WHAT IS REQUIRED:
Extract every line of the records that contains the string "glass", treating uppercase and lowercase as different.
┄┄┄┄┄┄
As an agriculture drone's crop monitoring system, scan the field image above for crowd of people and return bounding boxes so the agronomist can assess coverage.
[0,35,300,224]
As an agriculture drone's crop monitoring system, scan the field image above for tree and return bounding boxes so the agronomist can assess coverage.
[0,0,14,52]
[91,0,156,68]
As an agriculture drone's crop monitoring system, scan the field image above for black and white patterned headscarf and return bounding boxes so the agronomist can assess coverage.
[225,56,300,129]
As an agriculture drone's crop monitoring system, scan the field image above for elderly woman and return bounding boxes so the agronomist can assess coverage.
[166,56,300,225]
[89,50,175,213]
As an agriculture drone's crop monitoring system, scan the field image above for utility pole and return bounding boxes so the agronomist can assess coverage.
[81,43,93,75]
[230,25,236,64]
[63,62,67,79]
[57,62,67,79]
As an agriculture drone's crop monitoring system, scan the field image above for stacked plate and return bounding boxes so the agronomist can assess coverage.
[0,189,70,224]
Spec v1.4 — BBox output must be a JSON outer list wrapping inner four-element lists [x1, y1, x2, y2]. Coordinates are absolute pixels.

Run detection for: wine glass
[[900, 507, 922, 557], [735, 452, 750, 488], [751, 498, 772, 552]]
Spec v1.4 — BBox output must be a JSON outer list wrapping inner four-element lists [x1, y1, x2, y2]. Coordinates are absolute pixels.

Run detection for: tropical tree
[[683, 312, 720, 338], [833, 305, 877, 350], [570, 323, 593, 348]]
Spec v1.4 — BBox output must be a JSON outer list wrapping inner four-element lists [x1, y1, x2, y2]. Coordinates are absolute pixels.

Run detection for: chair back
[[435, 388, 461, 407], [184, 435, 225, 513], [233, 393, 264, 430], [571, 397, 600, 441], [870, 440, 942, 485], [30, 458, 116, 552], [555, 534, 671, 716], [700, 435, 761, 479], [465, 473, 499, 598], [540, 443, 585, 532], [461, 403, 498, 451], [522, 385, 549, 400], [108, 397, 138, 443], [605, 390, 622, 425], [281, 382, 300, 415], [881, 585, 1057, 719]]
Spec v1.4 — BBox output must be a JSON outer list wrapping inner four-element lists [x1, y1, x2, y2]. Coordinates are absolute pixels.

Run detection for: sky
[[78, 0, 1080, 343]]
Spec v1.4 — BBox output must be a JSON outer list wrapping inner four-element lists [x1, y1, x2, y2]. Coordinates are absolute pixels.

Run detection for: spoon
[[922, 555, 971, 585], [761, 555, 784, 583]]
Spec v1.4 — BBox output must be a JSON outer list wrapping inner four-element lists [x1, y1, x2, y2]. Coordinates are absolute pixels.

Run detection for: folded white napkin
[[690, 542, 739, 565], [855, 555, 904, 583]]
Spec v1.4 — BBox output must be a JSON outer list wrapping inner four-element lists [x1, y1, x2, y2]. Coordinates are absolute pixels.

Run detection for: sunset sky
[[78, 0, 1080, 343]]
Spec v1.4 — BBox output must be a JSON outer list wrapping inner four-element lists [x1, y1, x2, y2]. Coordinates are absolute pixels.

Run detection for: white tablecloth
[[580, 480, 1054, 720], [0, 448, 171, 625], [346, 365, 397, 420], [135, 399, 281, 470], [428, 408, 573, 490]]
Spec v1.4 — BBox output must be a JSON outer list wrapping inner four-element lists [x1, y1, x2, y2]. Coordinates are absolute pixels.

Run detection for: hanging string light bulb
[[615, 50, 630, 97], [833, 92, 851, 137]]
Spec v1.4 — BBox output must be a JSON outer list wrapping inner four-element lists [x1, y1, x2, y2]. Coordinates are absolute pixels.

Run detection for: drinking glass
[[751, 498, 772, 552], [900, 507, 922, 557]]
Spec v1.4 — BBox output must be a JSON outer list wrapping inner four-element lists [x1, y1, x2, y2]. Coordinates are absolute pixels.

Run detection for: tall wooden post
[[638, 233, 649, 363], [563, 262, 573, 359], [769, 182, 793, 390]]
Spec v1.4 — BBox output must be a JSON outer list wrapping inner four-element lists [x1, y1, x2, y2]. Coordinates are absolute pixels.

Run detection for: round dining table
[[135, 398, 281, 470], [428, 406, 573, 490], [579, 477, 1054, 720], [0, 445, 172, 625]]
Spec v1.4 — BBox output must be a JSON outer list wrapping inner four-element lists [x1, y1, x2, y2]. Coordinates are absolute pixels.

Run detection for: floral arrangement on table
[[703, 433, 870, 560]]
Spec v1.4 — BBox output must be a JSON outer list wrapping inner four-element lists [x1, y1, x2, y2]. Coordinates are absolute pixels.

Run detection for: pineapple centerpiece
┄┄┄┄┄┄
PROBLEM SOLUTION:
Run detection for: wine glass
Run detection for: drinking glass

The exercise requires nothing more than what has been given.